• TASK DESCRIPTION: Can you swap "green grass" for "dry straw" and write out the records from the line containing "Practice. Locate the green grass" through the end of the records, inclusive, with nothing else changed?

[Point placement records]
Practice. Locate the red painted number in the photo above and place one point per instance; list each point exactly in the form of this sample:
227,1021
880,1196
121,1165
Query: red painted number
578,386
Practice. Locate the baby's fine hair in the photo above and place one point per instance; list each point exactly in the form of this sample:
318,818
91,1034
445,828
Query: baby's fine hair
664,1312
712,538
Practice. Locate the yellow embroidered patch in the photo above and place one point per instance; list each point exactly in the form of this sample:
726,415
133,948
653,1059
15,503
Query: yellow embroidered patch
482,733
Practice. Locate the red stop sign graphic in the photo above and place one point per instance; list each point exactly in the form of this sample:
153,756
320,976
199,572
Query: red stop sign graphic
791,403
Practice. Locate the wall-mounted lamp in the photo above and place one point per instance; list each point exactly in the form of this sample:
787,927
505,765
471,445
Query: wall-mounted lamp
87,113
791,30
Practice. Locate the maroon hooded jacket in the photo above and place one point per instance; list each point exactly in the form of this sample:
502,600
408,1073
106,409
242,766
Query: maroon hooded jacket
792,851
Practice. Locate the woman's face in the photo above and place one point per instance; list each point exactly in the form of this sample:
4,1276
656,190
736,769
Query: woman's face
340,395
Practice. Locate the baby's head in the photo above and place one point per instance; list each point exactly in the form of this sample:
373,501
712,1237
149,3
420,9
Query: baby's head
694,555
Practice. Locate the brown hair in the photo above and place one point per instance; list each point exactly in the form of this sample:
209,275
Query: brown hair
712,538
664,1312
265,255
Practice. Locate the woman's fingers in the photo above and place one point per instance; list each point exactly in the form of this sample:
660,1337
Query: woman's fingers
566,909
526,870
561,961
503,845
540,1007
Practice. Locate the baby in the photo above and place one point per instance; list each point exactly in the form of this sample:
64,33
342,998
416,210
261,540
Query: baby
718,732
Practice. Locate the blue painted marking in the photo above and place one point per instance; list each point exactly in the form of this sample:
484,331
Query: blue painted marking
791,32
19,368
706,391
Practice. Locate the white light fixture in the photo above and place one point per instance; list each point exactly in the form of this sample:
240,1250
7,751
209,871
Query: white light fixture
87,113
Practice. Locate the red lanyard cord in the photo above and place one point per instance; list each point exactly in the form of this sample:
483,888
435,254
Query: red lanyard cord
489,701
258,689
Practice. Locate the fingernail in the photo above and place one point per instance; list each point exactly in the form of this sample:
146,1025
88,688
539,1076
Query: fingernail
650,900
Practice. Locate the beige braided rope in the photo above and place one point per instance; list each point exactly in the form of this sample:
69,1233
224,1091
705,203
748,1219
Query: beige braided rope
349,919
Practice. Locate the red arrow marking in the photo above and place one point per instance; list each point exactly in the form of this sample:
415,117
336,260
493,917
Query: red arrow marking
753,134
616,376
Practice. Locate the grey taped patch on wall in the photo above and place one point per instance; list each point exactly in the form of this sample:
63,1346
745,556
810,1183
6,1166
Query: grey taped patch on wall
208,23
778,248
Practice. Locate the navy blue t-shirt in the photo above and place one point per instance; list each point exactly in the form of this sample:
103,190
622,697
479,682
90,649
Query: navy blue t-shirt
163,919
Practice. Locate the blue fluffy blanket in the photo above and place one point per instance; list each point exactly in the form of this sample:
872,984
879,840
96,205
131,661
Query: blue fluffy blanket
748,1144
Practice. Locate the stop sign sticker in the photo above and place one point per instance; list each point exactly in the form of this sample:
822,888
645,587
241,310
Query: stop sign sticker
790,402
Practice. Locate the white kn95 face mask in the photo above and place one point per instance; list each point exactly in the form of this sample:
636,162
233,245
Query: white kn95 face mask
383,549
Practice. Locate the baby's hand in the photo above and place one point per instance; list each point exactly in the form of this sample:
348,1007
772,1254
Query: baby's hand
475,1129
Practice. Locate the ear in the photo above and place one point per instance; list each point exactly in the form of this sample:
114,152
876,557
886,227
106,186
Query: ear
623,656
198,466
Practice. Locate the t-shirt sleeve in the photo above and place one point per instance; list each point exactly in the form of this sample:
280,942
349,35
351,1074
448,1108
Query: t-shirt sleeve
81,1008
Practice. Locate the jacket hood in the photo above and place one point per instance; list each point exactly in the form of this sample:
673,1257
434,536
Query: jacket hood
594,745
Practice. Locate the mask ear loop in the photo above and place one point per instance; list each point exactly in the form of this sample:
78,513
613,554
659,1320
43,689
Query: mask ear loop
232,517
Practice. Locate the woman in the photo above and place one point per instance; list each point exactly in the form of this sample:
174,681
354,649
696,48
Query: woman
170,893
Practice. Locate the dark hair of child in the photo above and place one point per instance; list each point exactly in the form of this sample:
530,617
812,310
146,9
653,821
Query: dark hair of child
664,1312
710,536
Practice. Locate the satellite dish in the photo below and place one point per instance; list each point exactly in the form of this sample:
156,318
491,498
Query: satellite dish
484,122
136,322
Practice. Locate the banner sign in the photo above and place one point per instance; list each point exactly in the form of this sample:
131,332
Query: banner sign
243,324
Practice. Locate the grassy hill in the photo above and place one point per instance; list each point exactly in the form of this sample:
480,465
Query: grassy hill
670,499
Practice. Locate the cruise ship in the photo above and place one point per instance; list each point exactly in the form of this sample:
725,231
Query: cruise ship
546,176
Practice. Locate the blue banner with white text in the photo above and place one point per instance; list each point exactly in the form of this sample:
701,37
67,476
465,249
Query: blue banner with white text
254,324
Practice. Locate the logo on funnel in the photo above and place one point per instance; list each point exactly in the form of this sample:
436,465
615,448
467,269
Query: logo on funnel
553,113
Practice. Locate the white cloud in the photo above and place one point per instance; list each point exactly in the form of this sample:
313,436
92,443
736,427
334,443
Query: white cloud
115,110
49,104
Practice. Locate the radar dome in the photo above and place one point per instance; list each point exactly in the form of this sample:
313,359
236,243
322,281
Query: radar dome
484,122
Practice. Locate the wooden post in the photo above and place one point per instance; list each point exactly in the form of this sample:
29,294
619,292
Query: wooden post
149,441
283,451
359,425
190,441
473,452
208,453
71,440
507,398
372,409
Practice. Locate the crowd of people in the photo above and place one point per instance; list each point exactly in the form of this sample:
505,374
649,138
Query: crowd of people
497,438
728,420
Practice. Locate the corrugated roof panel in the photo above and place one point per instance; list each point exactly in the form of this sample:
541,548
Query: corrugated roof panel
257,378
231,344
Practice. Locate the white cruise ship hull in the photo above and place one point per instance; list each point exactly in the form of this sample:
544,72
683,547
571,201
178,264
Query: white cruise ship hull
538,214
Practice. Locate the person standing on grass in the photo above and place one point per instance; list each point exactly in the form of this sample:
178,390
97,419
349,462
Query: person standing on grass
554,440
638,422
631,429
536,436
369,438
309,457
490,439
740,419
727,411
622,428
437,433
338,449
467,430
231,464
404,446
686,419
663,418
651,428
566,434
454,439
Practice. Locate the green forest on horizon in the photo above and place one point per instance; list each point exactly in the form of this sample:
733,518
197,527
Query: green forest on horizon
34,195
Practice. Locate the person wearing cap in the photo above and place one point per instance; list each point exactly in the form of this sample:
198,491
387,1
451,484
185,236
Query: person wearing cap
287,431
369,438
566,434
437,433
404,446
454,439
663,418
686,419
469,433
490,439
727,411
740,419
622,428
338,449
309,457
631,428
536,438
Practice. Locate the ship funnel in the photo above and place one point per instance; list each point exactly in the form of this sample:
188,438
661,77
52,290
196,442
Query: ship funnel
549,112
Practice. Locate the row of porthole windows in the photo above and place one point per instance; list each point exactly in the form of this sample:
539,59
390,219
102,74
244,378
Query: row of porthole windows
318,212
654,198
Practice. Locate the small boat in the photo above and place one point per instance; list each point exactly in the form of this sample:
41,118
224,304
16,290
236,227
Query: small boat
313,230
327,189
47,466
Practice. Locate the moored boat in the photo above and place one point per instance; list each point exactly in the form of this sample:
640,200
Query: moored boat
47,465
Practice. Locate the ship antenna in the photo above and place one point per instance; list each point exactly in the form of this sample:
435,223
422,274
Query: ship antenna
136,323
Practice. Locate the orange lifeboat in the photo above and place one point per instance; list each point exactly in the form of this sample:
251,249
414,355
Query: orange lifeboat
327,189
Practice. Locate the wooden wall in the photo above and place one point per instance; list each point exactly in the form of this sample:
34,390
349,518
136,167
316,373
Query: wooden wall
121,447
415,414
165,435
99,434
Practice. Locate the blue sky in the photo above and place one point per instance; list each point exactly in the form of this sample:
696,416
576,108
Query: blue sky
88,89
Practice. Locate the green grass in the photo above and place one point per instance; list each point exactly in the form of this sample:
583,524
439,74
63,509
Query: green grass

• OUTPUT:
Practice. Locate the dry straw in the photo above and place one point per instance; list each point exactly in the form of this sample:
583,524
439,74
63,509
Query: dry straw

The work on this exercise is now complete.